- **Stated task A**
Please rewrite the entries from the line with "Identify where the spice" to the line with "375,375 -> 540,442", swapping "cabinet" for "cupboard" and leaving everything else as it is. Return only those lines.
- **Stated task B**
Extend the mailing-list discussion of the check_kill_permission patch, picking up after its last line.

- **Excerpt to read**
On 03/18, [email protected] wrote:
>
> Quoting Oleg Nesterov ([email protected]):
> > --- 25/security/commoncap.c~CKP_TAKE_TASKLIST 2008-03-18 17:07:02.000000000 +0300
> > +++ 25/security/commoncap.c 2008-03-18 17:21:10.000000000 +0300
> > @@ -552,10 +552,6 @@ int cap_task_kill(struct task_struct *p,
> > if (p->uid == current->uid)
> > return 0;
> >
> > - /* sigcont is permitted within same session */
> > - if (sig == SIGCONT && (task_session_nr(current) == task_session_nr(p)))
> > - return 0;
> > -
> > if (secid)
> > /*
> > * Signal sent as a particular user.
>
> Note that cap_task_kill() should be gone anyway. What tree were you
> basing this on?

Ah. I realy hoped that cap_task_kill() was already killed. And I googled
this patch: http://marc.info/?l=linux-kernel&m=120422062515386

But I checked 2.6.25-rc5-mm1.bz2, it is still here. And I didn't find
anything related in http://userweb.kernel.org/~akpm/mmotm/. I even checked
http://git.kernel.org/?p=linux/kernel/git/torvalds/linux-2.6.git;a=history;f=security/commoncap.c

So, is it still here or killed? If it is dead - great ;)

Oleg.

2008-03-19 23:36:08

by Serge E. Hallyn

[permalink] [raw]
Subject: Re: [PATCH] signals: check_kill_permission: check session under tasklist_lock

Quoting Oleg Nesterov ([email protected]):
> (on top of signals-cleanup-security_task_kill-usage-implementation.patch)
>
> This wasn't documented, but as Atsushi Tsuji <[email protected]> pointed
> out check_kill_permission() needs tasklist_lock for task_session_nr().
> I missed this fact when removed tasklist from the callers.
>
> Change check_kill_permission() to take tasklist_lock for the SIGCONT case.
> Re-order security checks so that we take tasklist_lock only if/when it is
> actually needed. This is a minimal fix for now, tasklist will be removed
> later.
>
> Also change the code to use task_session() instead of task_session_nr().
>
> Also, remove the SIGCONT check from cap_task_kill(), it is bogus (and the
> whole function is bogus. Serge, Eric, why it is still alive?).

- **Extracted data**
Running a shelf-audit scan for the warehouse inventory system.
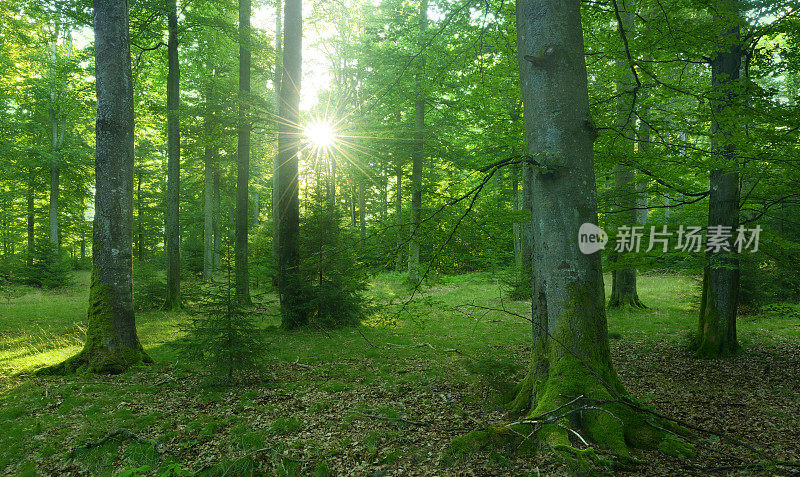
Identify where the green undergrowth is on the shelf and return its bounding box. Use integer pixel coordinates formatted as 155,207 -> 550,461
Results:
0,272 -> 800,476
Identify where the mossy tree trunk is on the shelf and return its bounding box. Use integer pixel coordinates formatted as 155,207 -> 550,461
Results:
44,0 -> 150,373
504,0 -> 672,456
203,76 -> 216,281
408,0 -> 428,283
234,0 -> 252,304
696,0 -> 742,358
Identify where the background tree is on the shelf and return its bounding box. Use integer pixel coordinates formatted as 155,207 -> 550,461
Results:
277,0 -> 308,328
164,0 -> 181,310
235,0 -> 252,303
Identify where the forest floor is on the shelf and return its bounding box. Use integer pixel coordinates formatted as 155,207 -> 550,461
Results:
0,273 -> 800,476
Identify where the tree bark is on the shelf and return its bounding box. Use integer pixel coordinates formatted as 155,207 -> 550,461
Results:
278,0 -> 308,329
504,0 -> 672,457
164,0 -> 181,310
408,0 -> 428,283
136,170 -> 144,262
43,0 -> 151,373
697,0 -> 742,358
203,80 -> 216,281
511,164 -> 522,269
608,0 -> 645,308
358,178 -> 367,245
234,0 -> 251,304
394,164 -> 403,272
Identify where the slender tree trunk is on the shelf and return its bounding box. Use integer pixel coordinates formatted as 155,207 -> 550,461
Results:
278,0 -> 308,328
520,162 -> 533,292
636,71 -> 653,225
253,190 -> 261,225
394,164 -> 403,272
608,0 -> 644,308
506,0 -> 668,456
408,0 -> 428,282
234,0 -> 251,304
697,0 -> 742,358
358,178 -> 367,245
164,0 -> 181,310
272,0 -> 283,268
45,0 -> 151,373
511,164 -> 522,268
48,21 -> 64,252
212,168 -> 222,270
136,170 -> 144,262
26,172 -> 36,267
350,179 -> 356,230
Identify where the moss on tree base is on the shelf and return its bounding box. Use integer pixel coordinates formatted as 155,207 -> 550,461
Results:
444,356 -> 693,468
36,347 -> 153,376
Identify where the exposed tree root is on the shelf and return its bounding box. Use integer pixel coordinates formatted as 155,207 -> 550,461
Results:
446,356 -> 694,473
72,428 -> 164,457
35,346 -> 153,376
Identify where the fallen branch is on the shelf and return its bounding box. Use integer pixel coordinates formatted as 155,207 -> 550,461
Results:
72,428 -> 164,457
439,394 -> 488,429
386,342 -> 463,354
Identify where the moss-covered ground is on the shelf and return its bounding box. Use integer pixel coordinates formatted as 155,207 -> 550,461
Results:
0,272 -> 800,476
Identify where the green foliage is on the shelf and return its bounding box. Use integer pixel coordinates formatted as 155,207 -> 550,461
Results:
179,256 -> 266,385
739,255 -> 800,310
19,242 -> 71,289
300,186 -> 372,328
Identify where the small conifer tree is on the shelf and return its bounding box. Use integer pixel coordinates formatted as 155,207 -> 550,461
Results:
180,254 -> 266,385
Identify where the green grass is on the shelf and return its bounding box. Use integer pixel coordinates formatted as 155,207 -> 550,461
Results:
0,272 -> 800,475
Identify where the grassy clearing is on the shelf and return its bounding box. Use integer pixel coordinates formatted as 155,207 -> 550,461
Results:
0,273 -> 800,475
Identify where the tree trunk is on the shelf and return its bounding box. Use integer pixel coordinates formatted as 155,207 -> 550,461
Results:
358,178 -> 367,245
608,0 -> 645,308
203,84 -> 216,281
520,163 -> 533,290
504,0 -> 672,456
26,172 -> 36,267
43,0 -> 151,373
408,0 -> 428,283
164,0 -> 181,310
697,0 -> 742,358
253,190 -> 261,224
48,20 -> 60,251
272,0 -> 283,268
278,0 -> 308,329
136,170 -> 144,262
212,169 -> 222,270
234,0 -> 251,304
394,164 -> 403,272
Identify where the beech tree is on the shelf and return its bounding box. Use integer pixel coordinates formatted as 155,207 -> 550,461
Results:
697,0 -> 743,357
608,0 -> 644,308
164,0 -> 181,310
44,0 -> 151,373
500,0 -> 680,456
234,0 -> 252,303
277,0 -> 308,328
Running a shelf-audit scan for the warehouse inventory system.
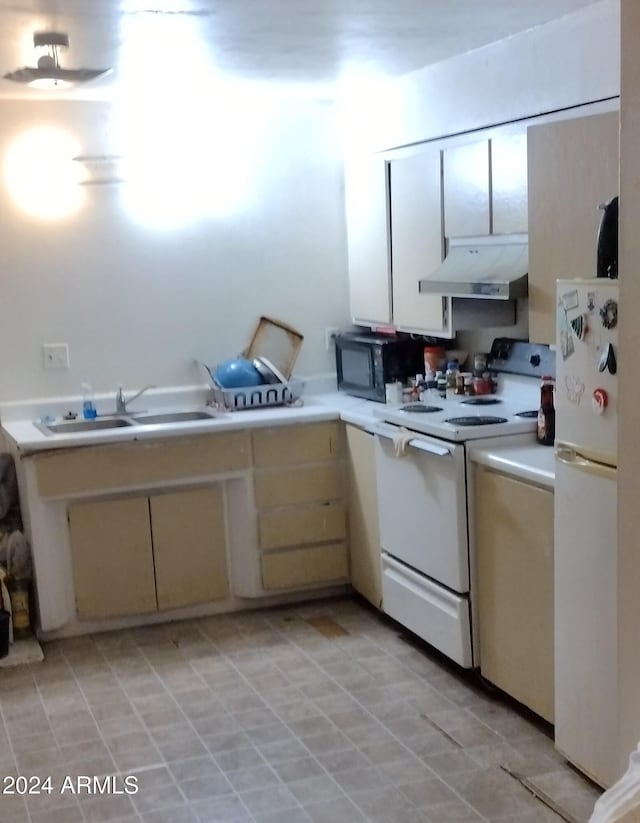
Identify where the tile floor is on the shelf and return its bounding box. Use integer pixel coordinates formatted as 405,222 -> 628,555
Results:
0,597 -> 599,823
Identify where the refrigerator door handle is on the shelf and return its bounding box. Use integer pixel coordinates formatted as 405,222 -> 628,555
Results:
556,446 -> 617,480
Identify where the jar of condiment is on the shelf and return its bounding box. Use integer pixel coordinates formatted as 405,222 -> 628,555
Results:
473,352 -> 487,377
424,346 -> 446,374
536,374 -> 556,446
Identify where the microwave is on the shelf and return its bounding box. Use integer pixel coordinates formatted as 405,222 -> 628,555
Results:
335,332 -> 425,403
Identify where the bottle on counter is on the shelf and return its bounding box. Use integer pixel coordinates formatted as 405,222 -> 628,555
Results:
536,374 -> 556,446
445,360 -> 459,397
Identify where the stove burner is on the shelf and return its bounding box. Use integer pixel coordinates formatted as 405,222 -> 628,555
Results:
460,397 -> 502,406
444,415 -> 507,426
400,403 -> 442,414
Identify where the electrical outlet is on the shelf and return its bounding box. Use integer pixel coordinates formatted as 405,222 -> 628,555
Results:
324,326 -> 339,351
42,343 -> 69,369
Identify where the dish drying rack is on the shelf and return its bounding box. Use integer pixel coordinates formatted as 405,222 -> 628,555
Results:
212,378 -> 304,411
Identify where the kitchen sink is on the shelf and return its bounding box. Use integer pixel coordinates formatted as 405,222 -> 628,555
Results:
131,411 -> 214,425
36,417 -> 133,434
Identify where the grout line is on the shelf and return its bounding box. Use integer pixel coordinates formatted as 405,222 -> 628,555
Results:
500,763 -> 580,823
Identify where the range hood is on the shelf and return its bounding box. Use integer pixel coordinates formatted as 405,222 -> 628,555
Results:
419,234 -> 529,300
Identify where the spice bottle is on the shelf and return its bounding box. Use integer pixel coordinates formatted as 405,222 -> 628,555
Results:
445,360 -> 458,397
536,374 -> 556,446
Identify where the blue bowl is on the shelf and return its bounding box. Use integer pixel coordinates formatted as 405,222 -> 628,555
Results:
213,357 -> 264,389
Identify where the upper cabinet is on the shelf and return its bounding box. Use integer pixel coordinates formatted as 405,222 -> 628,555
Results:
527,111 -> 619,344
443,140 -> 491,237
346,125 -> 527,338
389,145 -> 447,335
490,132 -> 529,234
345,152 -> 392,325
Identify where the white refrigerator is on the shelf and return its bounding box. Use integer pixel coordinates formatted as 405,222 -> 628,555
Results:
554,279 -> 626,787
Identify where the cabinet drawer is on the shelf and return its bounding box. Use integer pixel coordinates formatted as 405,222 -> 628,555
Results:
254,462 -> 341,509
261,543 -> 349,589
252,420 -> 339,468
382,554 -> 472,668
33,431 -> 250,497
258,502 -> 346,549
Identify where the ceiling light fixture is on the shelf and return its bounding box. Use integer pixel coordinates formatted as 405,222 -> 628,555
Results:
4,31 -> 111,89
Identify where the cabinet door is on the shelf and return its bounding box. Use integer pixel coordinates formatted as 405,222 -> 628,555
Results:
345,153 -> 391,325
491,130 -> 529,234
389,146 -> 444,335
475,469 -> 554,722
252,420 -> 340,468
346,425 -> 382,608
149,485 -> 229,610
68,497 -> 156,618
443,140 -> 490,237
527,112 -> 619,344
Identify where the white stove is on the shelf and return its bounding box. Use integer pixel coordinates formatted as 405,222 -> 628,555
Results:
374,338 -> 555,668
375,375 -> 540,442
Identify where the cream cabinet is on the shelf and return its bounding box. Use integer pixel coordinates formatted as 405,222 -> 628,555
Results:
345,152 -> 392,326
68,484 -> 229,619
489,132 -> 529,234
527,111 -> 619,344
389,146 -> 447,334
345,424 -> 382,609
474,466 -> 554,722
443,140 -> 491,237
251,421 -> 349,591
345,125 -> 527,338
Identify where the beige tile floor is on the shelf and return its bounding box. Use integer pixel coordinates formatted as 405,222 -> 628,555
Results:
0,598 -> 599,823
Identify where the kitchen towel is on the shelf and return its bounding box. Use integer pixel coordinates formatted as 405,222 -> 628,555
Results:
393,426 -> 415,457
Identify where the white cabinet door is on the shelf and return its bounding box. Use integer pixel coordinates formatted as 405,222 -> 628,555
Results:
443,140 -> 490,237
345,153 -> 391,325
389,146 -> 445,335
491,130 -> 529,234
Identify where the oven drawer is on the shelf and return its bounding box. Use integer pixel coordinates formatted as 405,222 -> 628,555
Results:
375,425 -> 469,594
382,553 -> 473,668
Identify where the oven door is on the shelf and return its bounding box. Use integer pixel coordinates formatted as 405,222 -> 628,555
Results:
375,424 -> 469,594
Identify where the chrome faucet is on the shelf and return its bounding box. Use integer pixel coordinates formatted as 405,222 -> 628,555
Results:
116,383 -> 156,414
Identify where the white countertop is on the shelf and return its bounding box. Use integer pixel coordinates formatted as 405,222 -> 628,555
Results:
1,389 -> 379,454
469,443 -> 555,489
0,387 -> 554,488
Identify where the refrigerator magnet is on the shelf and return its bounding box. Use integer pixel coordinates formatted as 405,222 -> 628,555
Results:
564,374 -> 584,406
600,300 -> 618,329
558,301 -> 575,360
560,289 -> 579,311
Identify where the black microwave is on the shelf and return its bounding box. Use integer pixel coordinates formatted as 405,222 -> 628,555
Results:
335,332 -> 425,403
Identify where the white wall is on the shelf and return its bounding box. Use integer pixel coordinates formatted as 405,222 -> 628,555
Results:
0,90 -> 348,401
374,0 -> 620,148
617,0 -> 640,784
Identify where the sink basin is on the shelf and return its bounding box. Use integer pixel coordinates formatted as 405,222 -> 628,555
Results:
36,417 -> 133,434
131,411 -> 214,425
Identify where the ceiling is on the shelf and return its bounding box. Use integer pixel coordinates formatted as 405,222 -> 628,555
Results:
0,0 -> 593,97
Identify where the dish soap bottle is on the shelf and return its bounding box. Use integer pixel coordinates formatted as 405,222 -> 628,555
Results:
82,383 -> 98,420
536,374 -> 556,446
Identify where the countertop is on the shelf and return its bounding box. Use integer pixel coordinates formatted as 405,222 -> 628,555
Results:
469,443 -> 555,489
0,389 -> 379,455
0,384 -> 554,488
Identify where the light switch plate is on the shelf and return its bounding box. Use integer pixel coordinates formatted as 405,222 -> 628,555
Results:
42,343 -> 69,369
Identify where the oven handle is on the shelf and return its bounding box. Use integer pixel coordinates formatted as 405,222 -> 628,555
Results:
373,426 -> 451,457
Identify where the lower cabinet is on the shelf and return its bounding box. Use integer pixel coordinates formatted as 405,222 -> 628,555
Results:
345,424 -> 382,609
252,421 -> 349,592
68,484 -> 229,619
474,466 -> 554,723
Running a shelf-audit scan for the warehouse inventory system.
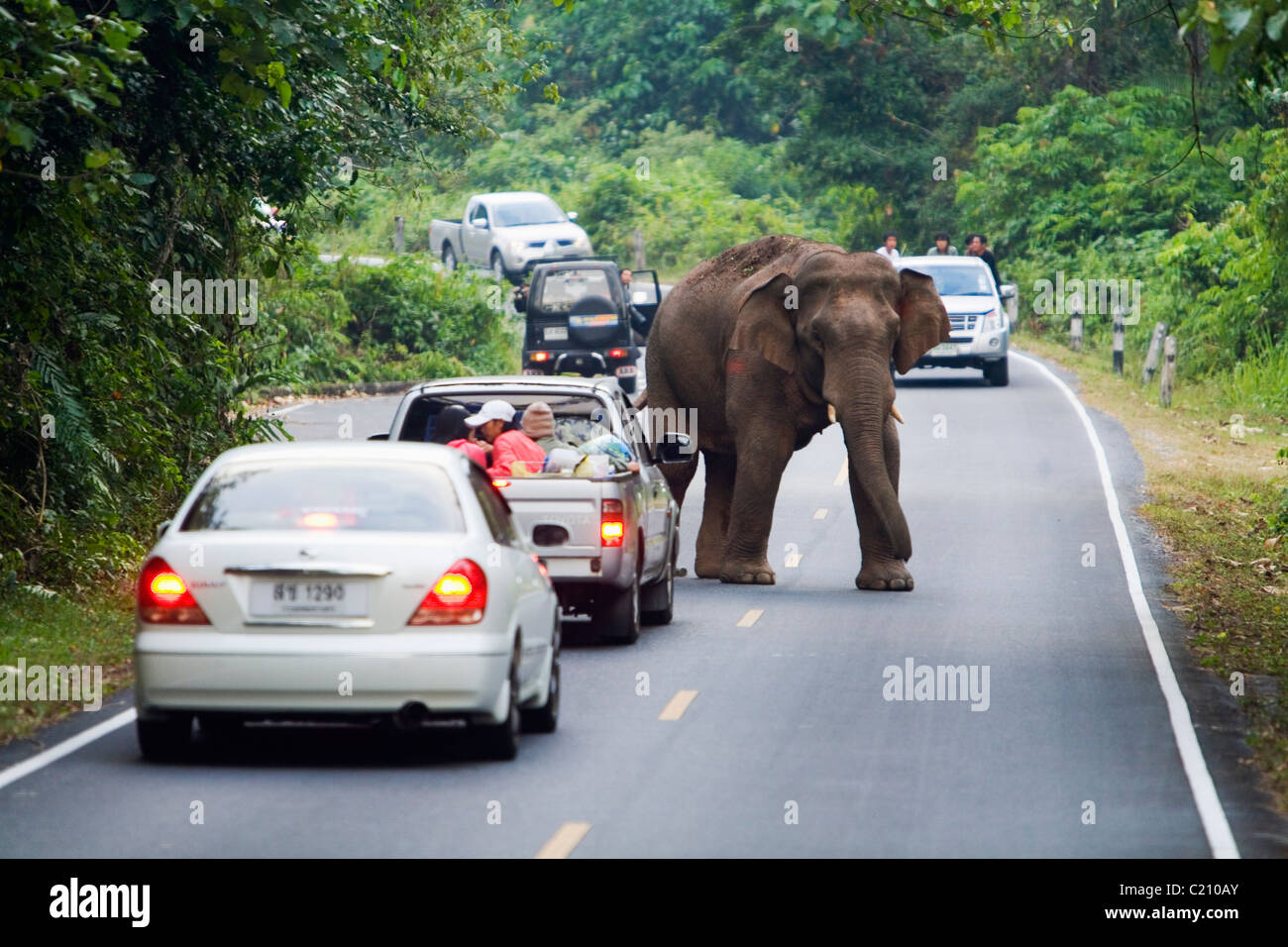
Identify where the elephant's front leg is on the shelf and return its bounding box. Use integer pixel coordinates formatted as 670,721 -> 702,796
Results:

- **Task answer A**
Identify where the spice bottle is on the shelf and return its bounding box. Use integer pixel coordinates formatted as 405,222 -> 628,555
Results:
445,360 -> 458,397
536,374 -> 556,446
Identify where the blue bowl is on the shelf and return its bounding box. Use integer pixel coordinates formatted as 405,222 -> 628,555
Results:
213,357 -> 264,389
Identify where the upper cupboard is on the shelf and return its bounding box. Use integer pixel coordinates formatted as 405,222 -> 628,555
Results:
527,111 -> 619,344
443,140 -> 491,237
346,125 -> 527,338
389,145 -> 447,335
490,132 -> 529,234
345,152 -> 392,325
Identify where the white refrigerator is on the shelf and return its bounding box. Use integer pixel coordinates formatted as 405,222 -> 628,555
Results:
554,279 -> 626,787
Identify where the cupboard drawer is on the shelf and return its bounding box. Use integer pixel coordinates formatted as 405,222 -> 628,555
Results:
254,462 -> 341,509
261,543 -> 349,589
252,420 -> 339,468
382,554 -> 472,668
33,431 -> 250,497
258,502 -> 346,549
Identify where the ceiling light fixture is on the shelf and return its bounding box. Use integer pixel coordinates formatted as 405,222 -> 628,555
Results:
4,31 -> 111,89
Identify where the cupboard door is on the shelf and return its bounding box. Use integer pixel coordinates formatted as 405,222 -> 628,555
Results:
345,153 -> 391,325
491,130 -> 529,234
389,146 -> 444,335
475,469 -> 554,722
252,420 -> 340,468
346,425 -> 382,608
149,485 -> 229,610
68,497 -> 156,618
443,140 -> 490,237
527,112 -> 619,344
Identify where the white stove is on the shelf and return its bounding box. Use integer pixel coordinates formatted as 405,222 -> 628,555
Results:
374,338 -> 555,668
375,375 -> 540,442

- **Task answer B**
>
> Signed-off-by: Oleg Nesterov <[email protected]>
>
> --- 25/kernel/signal.c~CKP_TAKE_TASKLIST 2008-03-18 14:47:00.000000000 +0300
> +++ 25/kernel/signal.c 2008-03-18 17:25:19.000000000 +0300
> @@ -533,6 +533,7 @@ static int rm_from_queue(unsigned long m
> static int check_kill_permission(int sig, struct siginfo *info,
> struct task_struct *t)
> {
> + struct pid *sid;
> int error;
>
> if (!valid_signal(sig))
> @@ -545,11 +546,24 @@ static int check_kill_permission(int sig
> if (error)
> return error;
>
> - if (((sig != SIGCONT) || (task_session_nr(current) != task_session_nr(t)))
> - && (current->euid ^ t->suid) && (current->euid ^ t->uid)
> - && (current->uid ^ t->suid) && (current->uid ^ t->uid)
> - && !capable(CAP_KILL))
> - return -EPERM;
> + if ((current->euid ^ t->suid) && (current->euid ^ t->uid) &&
> + (current->uid ^ t->suid) && (current->uid ^ t->uid) &&
> + !capable(CAP_KILL)) {
> + switch (sig) {
> + case SIGCONT:
> + read_lock(&tasklist_lock);
> + sid = task_session(t);
> + read_unlock(&tasklist_lock);
> + /*
> + * We don't return the error if sid == NULL. The
> + * task was unhashed, the caller must notice this.
> + */
> + if (!sid || sid == task_session(current))
> + break;

Nice, in addition to a bugfix this is also far more readable.

> + default:
> + return -EPERM;
> + }
> + }
>
> return security_task_kill(t, info, sig, 0);
> }
> --- 25/security/commoncap.c~CKP_TAKE_TASKLIST 2008-03-18 17:07:02.000000000 +0300
> +++ 25/security/commoncap.c 2008-03-18 17:21:10.000000000 +0300
> @@ -552,10 +552,6 @@ int cap_task_kill(struct task_struct *p,
> if (p->uid == current->uid)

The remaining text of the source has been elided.